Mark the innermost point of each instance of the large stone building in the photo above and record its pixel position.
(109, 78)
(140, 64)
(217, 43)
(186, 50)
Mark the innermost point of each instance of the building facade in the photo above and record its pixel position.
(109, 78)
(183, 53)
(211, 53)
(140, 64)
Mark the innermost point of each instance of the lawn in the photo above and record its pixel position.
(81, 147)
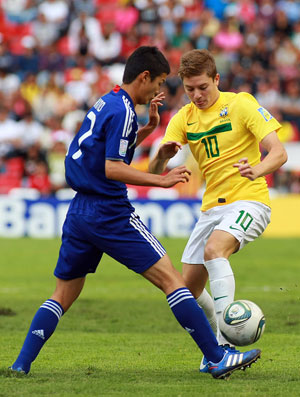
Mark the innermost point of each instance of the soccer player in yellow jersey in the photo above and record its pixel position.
(223, 131)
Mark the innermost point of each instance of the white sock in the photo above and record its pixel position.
(222, 286)
(207, 304)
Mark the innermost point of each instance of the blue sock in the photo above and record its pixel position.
(192, 318)
(41, 328)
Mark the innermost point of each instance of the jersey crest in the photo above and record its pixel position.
(266, 115)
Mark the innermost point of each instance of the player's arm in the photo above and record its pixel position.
(120, 171)
(154, 118)
(164, 153)
(275, 158)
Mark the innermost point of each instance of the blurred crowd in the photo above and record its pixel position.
(58, 56)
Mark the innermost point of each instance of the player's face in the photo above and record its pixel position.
(151, 88)
(202, 90)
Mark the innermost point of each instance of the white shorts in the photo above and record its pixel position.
(245, 220)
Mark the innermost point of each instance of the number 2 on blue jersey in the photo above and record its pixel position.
(91, 115)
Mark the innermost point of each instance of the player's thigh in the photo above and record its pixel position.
(245, 220)
(131, 243)
(195, 278)
(194, 251)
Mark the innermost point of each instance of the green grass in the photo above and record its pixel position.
(119, 338)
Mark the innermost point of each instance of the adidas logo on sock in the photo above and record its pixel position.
(39, 332)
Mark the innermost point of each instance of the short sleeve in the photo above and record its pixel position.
(118, 131)
(175, 130)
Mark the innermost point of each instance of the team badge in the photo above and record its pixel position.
(123, 147)
(224, 112)
(266, 115)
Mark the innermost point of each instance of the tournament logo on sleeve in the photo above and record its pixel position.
(266, 115)
(123, 147)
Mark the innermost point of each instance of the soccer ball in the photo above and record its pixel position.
(243, 323)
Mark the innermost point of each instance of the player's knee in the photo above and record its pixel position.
(172, 281)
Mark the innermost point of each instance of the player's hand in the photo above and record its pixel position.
(153, 110)
(168, 150)
(176, 175)
(245, 169)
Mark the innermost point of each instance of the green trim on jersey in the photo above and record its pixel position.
(195, 136)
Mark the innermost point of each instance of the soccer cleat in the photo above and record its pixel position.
(204, 365)
(204, 362)
(232, 361)
(18, 369)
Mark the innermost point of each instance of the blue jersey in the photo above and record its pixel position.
(108, 131)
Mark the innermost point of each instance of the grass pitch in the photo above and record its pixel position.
(120, 339)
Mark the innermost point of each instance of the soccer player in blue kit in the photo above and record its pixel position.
(101, 219)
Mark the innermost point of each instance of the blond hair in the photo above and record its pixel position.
(196, 62)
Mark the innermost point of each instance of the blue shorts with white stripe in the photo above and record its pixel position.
(96, 225)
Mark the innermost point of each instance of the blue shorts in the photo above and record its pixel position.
(94, 226)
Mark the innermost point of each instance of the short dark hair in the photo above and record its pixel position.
(145, 58)
(196, 62)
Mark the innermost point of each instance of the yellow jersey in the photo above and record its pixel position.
(219, 137)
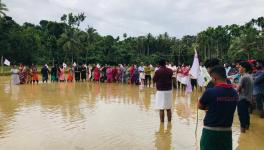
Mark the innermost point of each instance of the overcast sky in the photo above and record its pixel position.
(139, 17)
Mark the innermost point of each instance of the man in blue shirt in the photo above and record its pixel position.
(220, 104)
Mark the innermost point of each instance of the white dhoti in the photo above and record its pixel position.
(142, 75)
(163, 100)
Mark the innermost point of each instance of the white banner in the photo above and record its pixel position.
(195, 70)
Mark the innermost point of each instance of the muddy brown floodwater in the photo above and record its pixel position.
(82, 116)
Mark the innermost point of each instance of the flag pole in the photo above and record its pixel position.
(2, 63)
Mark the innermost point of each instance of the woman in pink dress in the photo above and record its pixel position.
(61, 74)
(109, 74)
(96, 74)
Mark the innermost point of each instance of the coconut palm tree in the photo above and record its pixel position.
(3, 8)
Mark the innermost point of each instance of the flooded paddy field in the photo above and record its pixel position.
(81, 116)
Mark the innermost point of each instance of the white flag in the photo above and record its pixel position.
(7, 62)
(195, 70)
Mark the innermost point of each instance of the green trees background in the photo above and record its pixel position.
(64, 41)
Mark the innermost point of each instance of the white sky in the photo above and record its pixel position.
(139, 17)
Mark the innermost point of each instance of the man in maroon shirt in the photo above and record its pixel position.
(163, 80)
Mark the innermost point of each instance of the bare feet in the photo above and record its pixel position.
(243, 130)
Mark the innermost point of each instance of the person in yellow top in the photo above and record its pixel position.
(147, 70)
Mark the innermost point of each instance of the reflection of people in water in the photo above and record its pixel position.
(163, 137)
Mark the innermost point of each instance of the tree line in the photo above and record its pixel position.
(63, 41)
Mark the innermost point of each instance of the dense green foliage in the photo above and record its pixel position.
(64, 41)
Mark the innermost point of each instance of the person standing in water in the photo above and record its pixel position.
(147, 70)
(220, 104)
(259, 87)
(245, 90)
(54, 74)
(14, 75)
(61, 74)
(35, 74)
(45, 73)
(83, 73)
(163, 80)
(70, 74)
(77, 71)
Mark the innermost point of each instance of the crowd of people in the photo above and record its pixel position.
(224, 92)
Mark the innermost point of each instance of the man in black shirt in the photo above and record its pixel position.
(209, 64)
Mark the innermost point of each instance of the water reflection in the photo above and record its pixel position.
(163, 137)
(102, 116)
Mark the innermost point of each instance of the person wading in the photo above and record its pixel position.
(163, 80)
(220, 104)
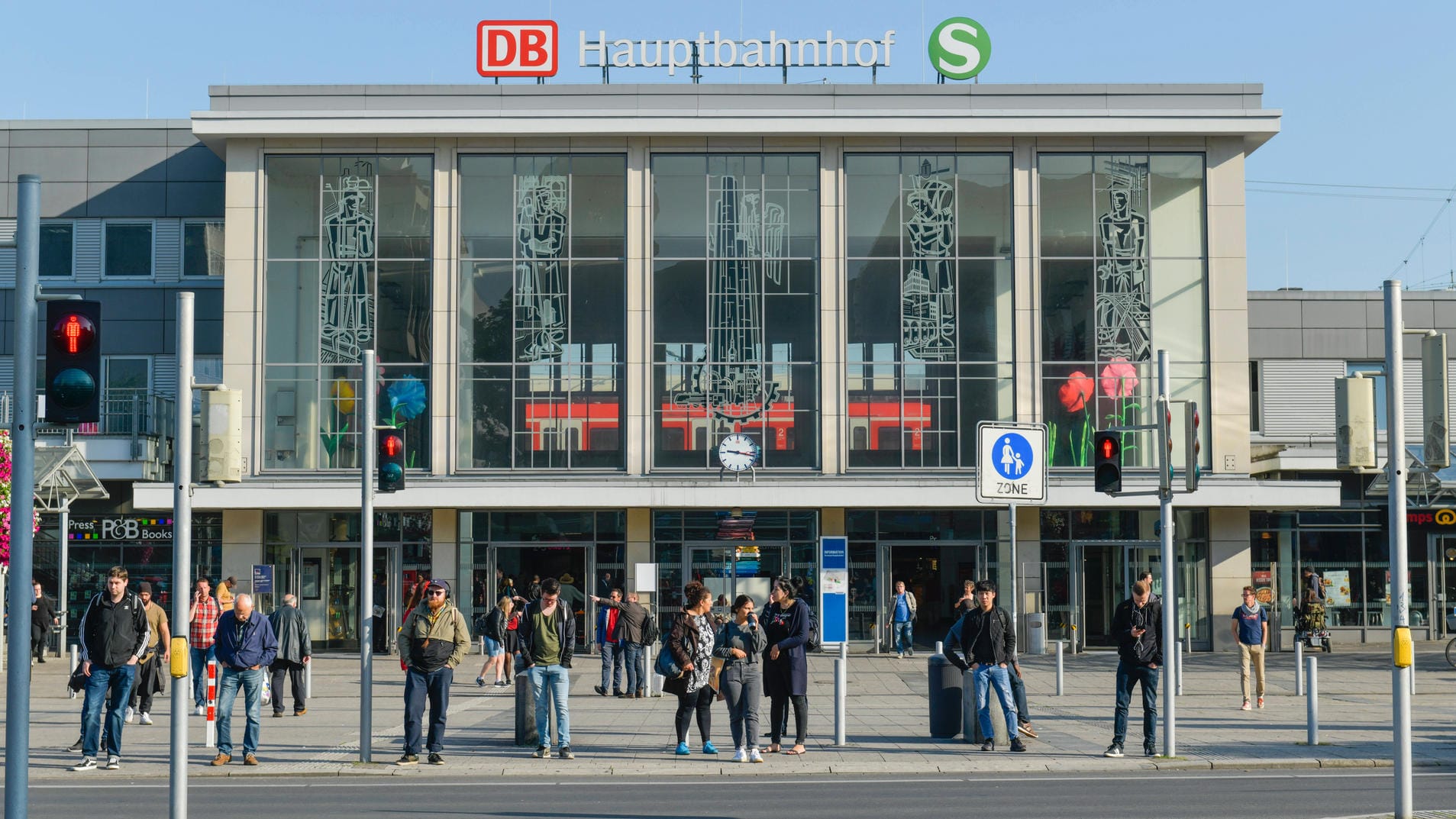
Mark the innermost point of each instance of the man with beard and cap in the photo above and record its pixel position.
(150, 676)
(433, 643)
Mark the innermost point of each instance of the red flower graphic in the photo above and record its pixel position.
(1119, 379)
(1077, 392)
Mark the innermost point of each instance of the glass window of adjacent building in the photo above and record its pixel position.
(128, 249)
(929, 310)
(203, 249)
(348, 247)
(57, 247)
(542, 311)
(1123, 276)
(735, 308)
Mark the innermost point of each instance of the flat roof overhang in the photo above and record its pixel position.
(735, 111)
(776, 492)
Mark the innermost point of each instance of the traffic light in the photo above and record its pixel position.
(72, 361)
(1107, 448)
(1191, 447)
(1165, 444)
(389, 454)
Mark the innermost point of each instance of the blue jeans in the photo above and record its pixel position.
(905, 636)
(250, 679)
(112, 687)
(560, 679)
(637, 672)
(612, 658)
(199, 669)
(418, 685)
(983, 679)
(1128, 676)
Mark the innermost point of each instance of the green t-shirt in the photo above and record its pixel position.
(547, 649)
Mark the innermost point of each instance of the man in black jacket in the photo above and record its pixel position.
(295, 650)
(987, 643)
(547, 634)
(43, 616)
(632, 632)
(1138, 626)
(114, 634)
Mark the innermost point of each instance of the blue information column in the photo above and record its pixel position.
(835, 618)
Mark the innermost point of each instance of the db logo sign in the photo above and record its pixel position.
(516, 48)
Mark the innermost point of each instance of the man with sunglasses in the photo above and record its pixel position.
(433, 643)
(1251, 629)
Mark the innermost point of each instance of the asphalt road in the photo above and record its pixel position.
(1274, 795)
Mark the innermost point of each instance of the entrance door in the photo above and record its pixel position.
(1109, 572)
(521, 566)
(937, 575)
(735, 569)
(328, 597)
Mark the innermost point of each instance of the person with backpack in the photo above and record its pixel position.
(786, 624)
(692, 648)
(986, 645)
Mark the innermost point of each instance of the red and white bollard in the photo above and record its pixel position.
(211, 703)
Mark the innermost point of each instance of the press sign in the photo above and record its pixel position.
(516, 48)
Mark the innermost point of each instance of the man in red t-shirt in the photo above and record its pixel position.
(202, 634)
(609, 636)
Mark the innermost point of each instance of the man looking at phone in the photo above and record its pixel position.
(202, 636)
(1136, 624)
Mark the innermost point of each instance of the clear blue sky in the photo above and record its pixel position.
(1367, 91)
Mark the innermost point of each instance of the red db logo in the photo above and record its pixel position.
(516, 48)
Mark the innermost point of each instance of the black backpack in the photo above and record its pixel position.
(814, 643)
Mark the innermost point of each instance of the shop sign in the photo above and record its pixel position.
(727, 53)
(516, 48)
(960, 48)
(120, 528)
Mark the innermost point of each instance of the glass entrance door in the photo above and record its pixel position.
(735, 569)
(1109, 572)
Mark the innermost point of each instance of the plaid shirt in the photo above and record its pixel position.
(203, 630)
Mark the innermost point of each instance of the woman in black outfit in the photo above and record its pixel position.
(785, 668)
(692, 646)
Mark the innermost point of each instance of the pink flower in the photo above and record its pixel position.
(1075, 393)
(1119, 379)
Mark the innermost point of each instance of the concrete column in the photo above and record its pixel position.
(1229, 569)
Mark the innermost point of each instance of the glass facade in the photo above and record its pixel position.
(929, 310)
(542, 311)
(1123, 276)
(348, 247)
(735, 247)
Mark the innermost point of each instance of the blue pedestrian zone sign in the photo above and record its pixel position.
(1012, 463)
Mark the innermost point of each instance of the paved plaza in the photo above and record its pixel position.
(887, 724)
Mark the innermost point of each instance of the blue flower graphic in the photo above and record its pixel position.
(407, 399)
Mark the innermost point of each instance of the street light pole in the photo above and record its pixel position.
(1400, 563)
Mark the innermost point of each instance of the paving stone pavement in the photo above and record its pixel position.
(887, 724)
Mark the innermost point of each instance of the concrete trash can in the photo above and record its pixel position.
(971, 727)
(945, 697)
(1037, 634)
(526, 711)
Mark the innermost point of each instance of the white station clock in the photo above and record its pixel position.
(737, 453)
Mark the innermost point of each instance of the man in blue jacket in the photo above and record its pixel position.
(247, 645)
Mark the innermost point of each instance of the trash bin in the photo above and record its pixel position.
(971, 727)
(945, 697)
(1035, 634)
(526, 711)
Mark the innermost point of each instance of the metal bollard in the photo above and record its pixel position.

*Instructions for the task:* Put the material into a Markdown table with the columns Row and Line, numbering each row and leaving out blank lines. Begin at the line that has "Mark the innermost point of each instance of the plaid" and stop after the line that has "(1229, 569)".

*Complete answer:*
| Row | Line |
|---|---|
| 1 | Mark the innermost point of each instance of the plaid shirt in the photo above and record its pixel position. |
| 2 | (203, 630) |
| 3 | Mark the innermost point of each instance of the woman in black outfit in the photo above and record its pixel position. |
| 4 | (785, 668) |
| 5 | (692, 646) |
| 6 | Mark the innermost point of each instance of the pink flower in the photo above and record its pixel position. |
| 7 | (1075, 393) |
| 8 | (1119, 379) |
| 9 | Mark the innermost point of each instance of the concrete column in the photo above and record its pixel position. |
| 10 | (1229, 569) |